=== RECORDS FOR THE EXERCISE ===

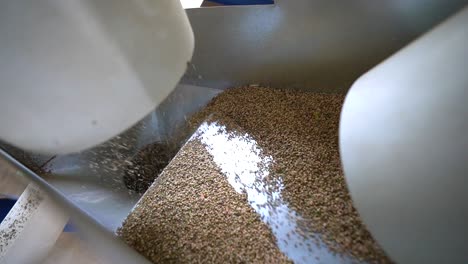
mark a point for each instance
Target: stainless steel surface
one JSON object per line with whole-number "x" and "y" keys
{"x": 305, "y": 44}
{"x": 313, "y": 45}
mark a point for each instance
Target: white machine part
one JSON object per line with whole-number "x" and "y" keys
{"x": 76, "y": 73}
{"x": 404, "y": 147}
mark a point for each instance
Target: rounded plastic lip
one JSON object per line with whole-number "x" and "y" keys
{"x": 404, "y": 147}
{"x": 74, "y": 75}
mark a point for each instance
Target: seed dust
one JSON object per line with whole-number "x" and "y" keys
{"x": 192, "y": 214}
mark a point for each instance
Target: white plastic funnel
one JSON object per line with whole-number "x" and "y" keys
{"x": 76, "y": 73}
{"x": 404, "y": 147}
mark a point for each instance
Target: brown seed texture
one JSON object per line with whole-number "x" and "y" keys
{"x": 191, "y": 213}
{"x": 300, "y": 131}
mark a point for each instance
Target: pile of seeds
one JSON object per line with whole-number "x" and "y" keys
{"x": 191, "y": 213}
{"x": 146, "y": 165}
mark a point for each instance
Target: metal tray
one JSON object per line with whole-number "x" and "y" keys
{"x": 318, "y": 46}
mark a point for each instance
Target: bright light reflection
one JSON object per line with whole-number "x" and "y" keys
{"x": 246, "y": 167}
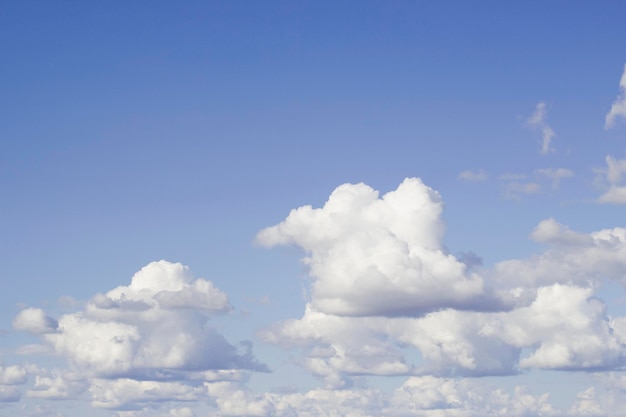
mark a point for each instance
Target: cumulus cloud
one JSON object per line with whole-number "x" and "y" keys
{"x": 35, "y": 321}
{"x": 380, "y": 256}
{"x": 515, "y": 189}
{"x": 441, "y": 397}
{"x": 618, "y": 109}
{"x": 473, "y": 176}
{"x": 538, "y": 121}
{"x": 555, "y": 175}
{"x": 582, "y": 259}
{"x": 612, "y": 179}
{"x": 554, "y": 320}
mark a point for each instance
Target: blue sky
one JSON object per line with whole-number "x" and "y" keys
{"x": 134, "y": 133}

===

> YOUR TASK
Copy out the whole listing above line for line, omitting the pictures.

> OUTPUT
mark a point for each instance
Target: stainless steel surface
one JSON object per line with whole-number "x" and "y" keys
{"x": 305, "y": 44}
{"x": 313, "y": 45}
mark a point for each instance
Target: white machine part
one JSON object per line with whole-number "x" and "y" keys
{"x": 76, "y": 73}
{"x": 404, "y": 147}
mark a point for each instance
Target: rounded plastic lip
one JSON object per line with whole-number "x" and "y" keys
{"x": 404, "y": 147}
{"x": 74, "y": 75}
mark a point for each instance
Target: seed dust
one JSON object per line with whole-number "x" and "y" keys
{"x": 192, "y": 214}
mark a point for each instance
Target: white plastic funnel
one JSON object per line with whole-number "x" and "y" keys
{"x": 76, "y": 73}
{"x": 404, "y": 147}
mark a point for each instance
Target: brown seed texture
one JSON object per line with whole-number "x" and "y" keys
{"x": 191, "y": 213}
{"x": 300, "y": 131}
mark a point for each instance
Target: pile of seeds
one JSON object per line with whole-number "x" and "y" keys
{"x": 191, "y": 213}
{"x": 146, "y": 165}
mark a point for each instance
Target: metal tray
one JSON object per line with whole-number "x" and "y" keys
{"x": 318, "y": 46}
mark a point for each instance
Target: bright light reflection
one JSON object per line with whole-number "x" and "y" keys
{"x": 246, "y": 167}
mark a point for each instance
Target: cumulus cloud
one JSON object per line with whole-number "x" and "y" keys
{"x": 35, "y": 321}
{"x": 380, "y": 256}
{"x": 515, "y": 189}
{"x": 441, "y": 397}
{"x": 618, "y": 109}
{"x": 473, "y": 176}
{"x": 538, "y": 121}
{"x": 555, "y": 175}
{"x": 582, "y": 259}
{"x": 612, "y": 179}
{"x": 554, "y": 320}
mark a point for each instance
Target: blue sky
one JSON object per line with whole-number "x" and "y" keys
{"x": 134, "y": 133}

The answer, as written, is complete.